EXERCISE GOAL ▸
Take the data below and repeat it exactly.

EXERCISE DATA ▸

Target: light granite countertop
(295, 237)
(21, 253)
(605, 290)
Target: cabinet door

WRITTEN REPLY ▸
Target: light granite countertop
(295, 237)
(21, 253)
(605, 290)
Target: cabinet door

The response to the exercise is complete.